▸ **Excerpted text**

Haley Maple and Joel Ewusiak are attorneys with Forizs & Dogali PA in Tampa, Florida, and can be contacted at hmaple@forizs-dogali.com and jewusiak@forizs-dogali.com.

 

Résumé Mistakes That Can Cost You an Interview

By Haley Maple and Joel Ewusiak

Your ability to land an interview depends upon your ability to sell yourself through your résumé. Most likely, you have received some form of résumé writing training through your undergraduate or law school career services office. You know to use action words to demonstrate your skills and to provide standard education and experience information.

If your résumé contains minor typographical errors or other mistakes and reflects errors in your personal judgment, however, it is likely to end up in the “circular file.” This is especially true in today’s economy where the competition is stiff.

Even if your résumé appears to be “perfect,” you could damage your chances of landing an interview if you fail to account for special considerations when posting your résumé online and e-mailing it to potential employers.

Below is list of “don’ts” that will help you avoid costly résumé mistakes.

General résumé “don’ts”

  • Don’t have any typos. This may seem obvious, but typographical errors in résumés are often cited as potential employers’ top pet peeve. Some interviewers will not interview a candidate who submits a résumé containing typographical errors. You may be a good writer and proofreader, but you can easily miss simple mistakes even after you draft, edit, and review your résumé multiple times. After you have finalized your résumé, step away from it for a day or two and look at it with fresh eyes. Always have at least one other person review it for typographical errors. Common mistakes include the misuse of “memoranda” versus “memorandum” and mismatched verb tense.
  • Don’t make the font too small. Do not use a tiny font size to cram in as much information as possible that would cause your reader to use a magnifying glass to read your résumé. Instead, edit sharply. Include only relevant work and educational experience. Be as brief as possible, and do not use any font size smaller than 10 point. Consider moving your name and contact information to the header area of your résumé to free up space in the body.

▸ **Information provided**

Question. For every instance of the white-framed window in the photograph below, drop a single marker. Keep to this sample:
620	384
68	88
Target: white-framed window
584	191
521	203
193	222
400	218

▸ **Instruction 1**
Using the article on résumé mistakes, answer each question briefly:
(a) At which law firm, and in which city, do the authors work?
(b) What is often cited as potential employers' top pet peeve?
(c) What is the smallest font size the article permits?
▸ **Instruction 2**
Summarize the article on résumé mistakes in two sentences.

▸ **Expected output 1**
(a) Forizs & Dogali PA, in Tampa, Florida.
(b) Typographical errors in résumés.
(c) 10 point.

▸ **Expected output 2**
A résumé with minor typographical errors or lapses in judgment is likely to be thrown out, especially given today's stiff competition, and even a "perfect" one can hurt a candidate who ignores special considerations for posting online and e-mailing. The article advises catching typos by stepping away for a day or two and having at least one other person review the résumé, and it warns against cramming information into a tiny font, calling instead for sharp editing and nothing smaller than 10 point.